_Page excerpt_
____________

Earth Defense Force 2025 Review – Xbox 360

I’m a big fan of “bad movies”.  You know; the kind that you would see on Mystery Science Theater 3000.  The kind that were supposed to be serious back in the day but that have now become laughably bad when compared to modern day standards and expectations.  And that is pretty much how I felt when playing Earth Defense Force 2025.   While I never reviewed the original EDF 2017 back in 2007 I did play and review the PS Vita version that released in 2013.  Ironically, nearly every criticism I leveled on that game can be said about the full-on sequel and possibly more.

The entire time I spent playing Earth Defense Force 2025 I was waiting for those silhouettes to pop-up in the lower corner of the screen and start tossing out random insults.  Everything is fair game for criticism in this sequel as there has apparently been no effort to improve the quality of the presentation or gameplay.  If anything, the gameplay is less involved and more repetitive than EDF 2017.  The only time I started to have fun was when we all decided to turn EDF 2025 into a drinking game and take a drink every time we heard the phrase, “giant insects”.    We had to make a beer run after two chapters and by chapter 16 two of the staff suffered from kidney failure.   Yes, plan to hear the words “giant insects” repeated multiple times per radio broadcast and usually two to three times in the same sentence.

____________

_Provided records_
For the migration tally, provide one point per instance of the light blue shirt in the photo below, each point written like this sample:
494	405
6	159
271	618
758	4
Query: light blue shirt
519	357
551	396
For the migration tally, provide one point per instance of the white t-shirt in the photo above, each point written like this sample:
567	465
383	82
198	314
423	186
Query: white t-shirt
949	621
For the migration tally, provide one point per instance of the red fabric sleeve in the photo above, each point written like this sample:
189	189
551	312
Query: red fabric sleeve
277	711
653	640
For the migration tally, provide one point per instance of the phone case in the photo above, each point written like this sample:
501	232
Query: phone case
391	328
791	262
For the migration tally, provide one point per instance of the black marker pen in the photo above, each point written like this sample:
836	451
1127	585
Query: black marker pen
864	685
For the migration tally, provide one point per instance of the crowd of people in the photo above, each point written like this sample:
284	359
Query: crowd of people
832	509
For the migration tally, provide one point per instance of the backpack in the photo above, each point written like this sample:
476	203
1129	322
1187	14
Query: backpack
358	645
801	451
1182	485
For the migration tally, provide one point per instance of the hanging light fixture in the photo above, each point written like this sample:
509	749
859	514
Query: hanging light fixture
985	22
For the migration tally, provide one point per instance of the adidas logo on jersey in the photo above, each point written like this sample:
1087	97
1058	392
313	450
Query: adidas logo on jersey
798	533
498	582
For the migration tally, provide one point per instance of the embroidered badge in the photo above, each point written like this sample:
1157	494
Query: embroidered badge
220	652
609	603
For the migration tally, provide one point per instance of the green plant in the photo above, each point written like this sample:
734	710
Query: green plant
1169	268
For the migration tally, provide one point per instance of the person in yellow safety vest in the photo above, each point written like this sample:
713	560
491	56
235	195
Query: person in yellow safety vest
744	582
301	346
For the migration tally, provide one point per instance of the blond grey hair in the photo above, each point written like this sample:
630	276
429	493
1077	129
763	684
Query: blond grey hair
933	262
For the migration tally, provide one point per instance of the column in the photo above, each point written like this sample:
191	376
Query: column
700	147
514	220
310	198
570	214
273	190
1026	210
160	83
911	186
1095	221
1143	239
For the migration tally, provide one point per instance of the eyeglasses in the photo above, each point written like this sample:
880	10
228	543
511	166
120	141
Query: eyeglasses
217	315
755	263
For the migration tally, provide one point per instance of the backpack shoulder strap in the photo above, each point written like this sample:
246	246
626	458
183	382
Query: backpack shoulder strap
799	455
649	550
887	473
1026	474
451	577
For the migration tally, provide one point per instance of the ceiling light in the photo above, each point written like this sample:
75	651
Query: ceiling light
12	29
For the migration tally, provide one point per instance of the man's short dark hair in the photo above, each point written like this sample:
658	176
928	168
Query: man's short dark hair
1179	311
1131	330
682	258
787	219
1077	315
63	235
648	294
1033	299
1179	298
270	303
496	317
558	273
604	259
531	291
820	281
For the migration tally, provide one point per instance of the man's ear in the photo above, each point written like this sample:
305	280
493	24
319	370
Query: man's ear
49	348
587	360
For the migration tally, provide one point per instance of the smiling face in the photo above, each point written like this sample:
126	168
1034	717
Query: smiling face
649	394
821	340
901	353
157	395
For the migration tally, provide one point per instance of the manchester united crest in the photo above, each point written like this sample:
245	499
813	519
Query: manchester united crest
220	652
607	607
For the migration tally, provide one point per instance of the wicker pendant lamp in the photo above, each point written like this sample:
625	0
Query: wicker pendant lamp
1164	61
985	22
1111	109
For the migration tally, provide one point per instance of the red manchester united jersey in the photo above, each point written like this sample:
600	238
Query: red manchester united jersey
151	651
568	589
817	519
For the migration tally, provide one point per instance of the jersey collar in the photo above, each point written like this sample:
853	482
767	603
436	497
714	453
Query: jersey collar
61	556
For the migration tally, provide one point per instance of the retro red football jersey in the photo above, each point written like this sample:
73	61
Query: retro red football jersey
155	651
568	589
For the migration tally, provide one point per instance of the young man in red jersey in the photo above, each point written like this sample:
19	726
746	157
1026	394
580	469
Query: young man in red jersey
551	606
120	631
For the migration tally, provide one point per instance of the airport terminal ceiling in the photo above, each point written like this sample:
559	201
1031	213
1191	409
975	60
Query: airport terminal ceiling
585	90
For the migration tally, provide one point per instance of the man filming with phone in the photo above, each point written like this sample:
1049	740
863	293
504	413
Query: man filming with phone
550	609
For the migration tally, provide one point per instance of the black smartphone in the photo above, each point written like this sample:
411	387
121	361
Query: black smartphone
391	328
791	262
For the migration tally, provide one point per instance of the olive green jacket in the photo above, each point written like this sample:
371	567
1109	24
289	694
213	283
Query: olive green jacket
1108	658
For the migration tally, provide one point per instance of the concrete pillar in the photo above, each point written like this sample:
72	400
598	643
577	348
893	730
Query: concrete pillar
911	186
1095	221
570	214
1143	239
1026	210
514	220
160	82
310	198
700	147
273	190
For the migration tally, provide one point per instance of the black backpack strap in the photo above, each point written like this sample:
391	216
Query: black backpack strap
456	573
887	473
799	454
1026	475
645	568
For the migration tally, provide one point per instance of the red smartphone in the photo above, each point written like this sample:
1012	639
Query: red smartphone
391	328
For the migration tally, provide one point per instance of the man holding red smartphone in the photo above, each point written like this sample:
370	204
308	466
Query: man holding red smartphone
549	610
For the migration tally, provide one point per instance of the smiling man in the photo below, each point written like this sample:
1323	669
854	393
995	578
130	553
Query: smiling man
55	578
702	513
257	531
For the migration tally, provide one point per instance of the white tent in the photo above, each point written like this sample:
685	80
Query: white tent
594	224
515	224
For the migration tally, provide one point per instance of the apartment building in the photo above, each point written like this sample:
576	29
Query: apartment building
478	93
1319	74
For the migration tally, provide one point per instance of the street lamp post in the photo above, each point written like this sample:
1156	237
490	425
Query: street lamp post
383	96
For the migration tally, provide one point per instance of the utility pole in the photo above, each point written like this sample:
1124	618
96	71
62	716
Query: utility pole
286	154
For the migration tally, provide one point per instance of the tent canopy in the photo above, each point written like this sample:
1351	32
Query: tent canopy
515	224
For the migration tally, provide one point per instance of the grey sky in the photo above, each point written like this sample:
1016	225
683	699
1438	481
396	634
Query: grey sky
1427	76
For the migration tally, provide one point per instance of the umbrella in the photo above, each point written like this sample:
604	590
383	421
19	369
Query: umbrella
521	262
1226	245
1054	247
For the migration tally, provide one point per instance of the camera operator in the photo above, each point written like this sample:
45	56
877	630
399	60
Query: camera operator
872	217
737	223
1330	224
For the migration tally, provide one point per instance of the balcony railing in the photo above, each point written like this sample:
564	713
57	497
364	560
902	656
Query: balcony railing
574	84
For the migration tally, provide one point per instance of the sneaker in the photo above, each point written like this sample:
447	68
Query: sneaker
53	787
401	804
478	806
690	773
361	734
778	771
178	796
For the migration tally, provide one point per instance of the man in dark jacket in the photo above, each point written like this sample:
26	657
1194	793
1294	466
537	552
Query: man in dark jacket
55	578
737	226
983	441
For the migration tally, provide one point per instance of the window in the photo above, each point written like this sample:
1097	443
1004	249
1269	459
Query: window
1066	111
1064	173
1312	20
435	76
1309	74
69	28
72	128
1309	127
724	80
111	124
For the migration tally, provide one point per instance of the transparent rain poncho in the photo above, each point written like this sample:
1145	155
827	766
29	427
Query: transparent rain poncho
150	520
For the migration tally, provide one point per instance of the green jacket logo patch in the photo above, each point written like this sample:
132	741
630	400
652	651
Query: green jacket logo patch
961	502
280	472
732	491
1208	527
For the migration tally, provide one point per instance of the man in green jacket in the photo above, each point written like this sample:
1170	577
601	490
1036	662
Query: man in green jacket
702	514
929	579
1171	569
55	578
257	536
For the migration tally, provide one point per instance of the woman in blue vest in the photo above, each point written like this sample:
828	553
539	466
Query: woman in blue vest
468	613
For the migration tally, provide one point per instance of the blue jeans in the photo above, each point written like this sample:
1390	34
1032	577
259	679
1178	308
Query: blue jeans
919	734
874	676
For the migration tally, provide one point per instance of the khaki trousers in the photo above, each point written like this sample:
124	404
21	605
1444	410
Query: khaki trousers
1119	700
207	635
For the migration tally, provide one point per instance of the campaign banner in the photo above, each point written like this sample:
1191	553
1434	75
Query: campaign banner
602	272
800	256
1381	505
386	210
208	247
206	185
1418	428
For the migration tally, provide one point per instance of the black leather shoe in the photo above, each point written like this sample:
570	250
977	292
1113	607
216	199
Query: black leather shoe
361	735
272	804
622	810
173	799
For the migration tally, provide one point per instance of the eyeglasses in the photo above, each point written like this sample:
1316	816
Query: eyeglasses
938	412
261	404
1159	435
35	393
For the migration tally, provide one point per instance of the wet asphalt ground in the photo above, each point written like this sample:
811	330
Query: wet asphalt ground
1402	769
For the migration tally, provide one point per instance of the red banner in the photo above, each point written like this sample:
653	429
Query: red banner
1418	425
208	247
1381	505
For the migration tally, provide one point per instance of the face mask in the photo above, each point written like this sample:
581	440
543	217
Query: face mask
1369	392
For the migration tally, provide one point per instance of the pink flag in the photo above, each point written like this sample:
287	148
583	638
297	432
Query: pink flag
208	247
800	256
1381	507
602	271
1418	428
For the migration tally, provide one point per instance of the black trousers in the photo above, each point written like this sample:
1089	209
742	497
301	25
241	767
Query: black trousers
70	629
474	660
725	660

____________

_Actions to take_
1/ Copy out the Earth Defense Force 2025 review in full, word for word.
2/ In the records, switch "trousers" to "pants", starting with the line with "the black trousers" and going on through the last line of the records. Give back only those lines, with nothing else changed.
The review and the records have no connection to each other.

_Results for each task_
1/
Earth Defense Force 2025 Review – Xbox 360

I’m a big fan of “bad movies”.  You know; the kind that you would see on Mystery Science Theater 3000.  The kind that were supposed to be serious back in the day but that have now become laughably bad when compared to modern day standards and expectations.  And that is pretty much how I felt when playing Earth Defense Force 2025.   While I never reviewed the original EDF 2017 back in 2007 I did play and review the PS Vita version that released in 2013.  Ironically, nearly every criticism I leveled on that game can be said about the full-on sequel and possibly more.

The entire time I spent playing Earth Defense Force 2025 I was waiting for those silhouettes to pop-up in the lower corner of the screen and start tossing out random insults.  Everything is fair game for criticism in this sequel as there has apparently been no effort to improve the quality of the presentation or gameplay.  If anything, the gameplay is less involved and more repetitive than EDF 2017.  The only time I started to have fun was when we all decided to turn EDF 2025 into a drinking game and take a drink every time we heard the phrase, “giant insects”.    We had to make a beer run after two chapters and by chapter 16 two of the staff suffered from kidney failure.   Yes, plan to hear the words “giant insects” repeated multiple times per radio broadcast and usually two to three times in the same sentence.

2/
For the migration tally, provide one point per instance of the black pants in the photo above, each point written like this sample:
1089	209
742	497
301	25
241	767
Query: black pants
70	629
474	660
725	660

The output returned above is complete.